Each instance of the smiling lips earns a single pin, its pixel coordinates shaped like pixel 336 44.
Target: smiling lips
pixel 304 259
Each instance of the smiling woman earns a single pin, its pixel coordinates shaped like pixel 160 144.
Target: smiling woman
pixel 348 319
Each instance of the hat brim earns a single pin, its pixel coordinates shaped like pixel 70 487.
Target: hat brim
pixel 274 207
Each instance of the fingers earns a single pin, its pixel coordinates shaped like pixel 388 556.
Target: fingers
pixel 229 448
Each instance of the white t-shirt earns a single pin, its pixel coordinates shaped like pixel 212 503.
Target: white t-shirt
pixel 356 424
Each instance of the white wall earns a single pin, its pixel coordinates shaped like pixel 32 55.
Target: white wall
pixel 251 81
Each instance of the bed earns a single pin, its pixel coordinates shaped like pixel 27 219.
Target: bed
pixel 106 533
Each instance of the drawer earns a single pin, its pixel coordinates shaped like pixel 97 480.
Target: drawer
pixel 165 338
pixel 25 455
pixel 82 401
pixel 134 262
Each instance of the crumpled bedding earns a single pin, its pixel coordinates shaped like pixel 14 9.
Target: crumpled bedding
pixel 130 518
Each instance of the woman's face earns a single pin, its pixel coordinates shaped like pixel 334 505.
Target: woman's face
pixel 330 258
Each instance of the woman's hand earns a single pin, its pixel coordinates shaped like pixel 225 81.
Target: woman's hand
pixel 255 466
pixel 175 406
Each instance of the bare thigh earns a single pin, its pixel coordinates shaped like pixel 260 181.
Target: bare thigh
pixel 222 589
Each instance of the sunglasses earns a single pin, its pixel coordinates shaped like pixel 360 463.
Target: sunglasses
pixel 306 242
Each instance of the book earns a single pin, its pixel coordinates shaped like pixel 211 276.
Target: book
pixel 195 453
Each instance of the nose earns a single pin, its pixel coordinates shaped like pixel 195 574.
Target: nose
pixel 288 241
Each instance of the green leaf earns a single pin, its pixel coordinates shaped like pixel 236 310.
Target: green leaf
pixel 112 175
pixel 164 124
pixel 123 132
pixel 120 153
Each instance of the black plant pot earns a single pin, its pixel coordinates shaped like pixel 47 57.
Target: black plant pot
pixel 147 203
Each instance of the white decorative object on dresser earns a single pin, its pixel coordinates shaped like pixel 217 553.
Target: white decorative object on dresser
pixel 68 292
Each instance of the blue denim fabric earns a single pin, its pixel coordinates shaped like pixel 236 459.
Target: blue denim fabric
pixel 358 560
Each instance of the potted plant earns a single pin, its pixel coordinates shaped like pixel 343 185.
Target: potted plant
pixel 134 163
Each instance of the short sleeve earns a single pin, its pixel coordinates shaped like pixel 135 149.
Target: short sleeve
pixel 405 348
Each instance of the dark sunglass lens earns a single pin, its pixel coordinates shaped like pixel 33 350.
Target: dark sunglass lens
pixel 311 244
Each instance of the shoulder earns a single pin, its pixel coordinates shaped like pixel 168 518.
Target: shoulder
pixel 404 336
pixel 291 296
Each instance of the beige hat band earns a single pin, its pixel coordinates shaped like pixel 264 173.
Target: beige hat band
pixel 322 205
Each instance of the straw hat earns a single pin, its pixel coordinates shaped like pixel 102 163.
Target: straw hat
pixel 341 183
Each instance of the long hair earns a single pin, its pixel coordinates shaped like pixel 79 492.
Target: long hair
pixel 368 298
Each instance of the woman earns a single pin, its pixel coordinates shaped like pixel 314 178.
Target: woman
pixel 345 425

--- --- ---

What you need to do:
Would you please transcribe each line of the material exactly?

Solution for this problem:
Each instance of the smiling lips earns a single pin, its pixel coordinates shaped like pixel 336 44.
Target: smiling lips
pixel 304 259
Each instance of the smiling woman earns a single pin, its pixel coordinates shaped like pixel 160 144.
Target: smiling woman
pixel 348 319
Each instance of the hat brim earns a single pin, its pixel coordinates shaped like pixel 70 487.
Target: hat brim
pixel 274 207
Each instance of the fingers earns a single pin, its pixel coordinates shaped like pixel 388 556.
Target: fingers
pixel 229 448
Each instance of the white t-shirt earns a single pin, its pixel coordinates shaped like pixel 212 503.
Target: white t-shirt
pixel 356 424
Each instance of the white wall earns a single pin, its pixel coordinates shaped like pixel 32 55.
Target: white wall
pixel 251 81
Each instance of the bed earns a single pin, its pixel coordinates shaped like pixel 27 219.
Target: bed
pixel 106 533
Each instance of the drawer earns a single pin, its pixel coordinates shaped like pixel 97 480.
Target: drawer
pixel 165 338
pixel 25 455
pixel 82 401
pixel 134 262
Each instance of the crumpled bedding earns a single pin, its pixel coordinates shaped like pixel 14 9.
Target: crumpled bedding
pixel 130 518
Each instance of the woman's face earns a single pin, its pixel coordinates shaped like pixel 334 505.
Target: woman's face
pixel 330 258
Each instance of the woman's hand earns a single pin, its pixel coordinates shaped like pixel 225 81.
Target: woman's hand
pixel 255 466
pixel 175 406
Each instance of the bare thigh earns a single pin, its pixel coordinates shaped like pixel 260 181.
Target: bare thigh
pixel 222 589
Each instance of the sunglasses earns a single pin, its pixel coordinates shaped like pixel 360 463.
Target: sunglasses
pixel 306 242
Each instance of the book earns a single pin, its pixel coordinates shaped like pixel 211 276.
Target: book
pixel 195 453
Each instance of the nose earns a single pin, its pixel coordinates shaped like pixel 195 574.
Target: nose
pixel 288 241
Each instance of the green leaf earns a single pin, its pixel coordinates shaped like pixel 236 310.
Target: green leaf
pixel 112 175
pixel 164 124
pixel 123 132
pixel 120 153
Each instance of the black plant pot earns a single pin, its pixel coordinates shaped like pixel 47 57.
Target: black plant pot
pixel 147 203
Each instance of the white decorative object on dresser earns a single pin, its pixel coordinates shaped like pixel 217 553.
Target: white decorative object on dresser
pixel 68 292
Each instance of the blue denim fabric earns a single pin, its pixel coordinates shaped like pixel 236 459.
Target: blue denim fabric
pixel 358 560
Each instance of the potted plant earns a single pin, its pixel coordinates shaped like pixel 343 185.
Target: potted plant
pixel 134 163
Each instance of the short sleeve earns a single pin, its pixel coordinates shaped like pixel 135 149.
Target: short sleeve
pixel 405 348
Each instance of the dark sunglass lens earns a single pin, its pixel coordinates shaped like pixel 33 350.
Target: dark sunglass lens
pixel 311 244
Each instance of the shoulder earns a single pin, its pixel coordinates shaped like pixel 168 518.
Target: shoulder
pixel 404 336
pixel 291 296
Each instance of the beige hat band earns a single pin, its pixel coordinates shaped like pixel 264 173.
Target: beige hat band
pixel 322 205
Each instance of the straw hat earns a single pin, its pixel coordinates shaped like pixel 102 163.
Target: straw hat
pixel 341 183
Each instance of the long hair earns a single pin, its pixel coordinates shaped like pixel 79 492.
Target: long hair
pixel 368 298
Each instance of the woman earns a single pin, its pixel coordinates shaped like pixel 314 178.
Target: woman
pixel 345 425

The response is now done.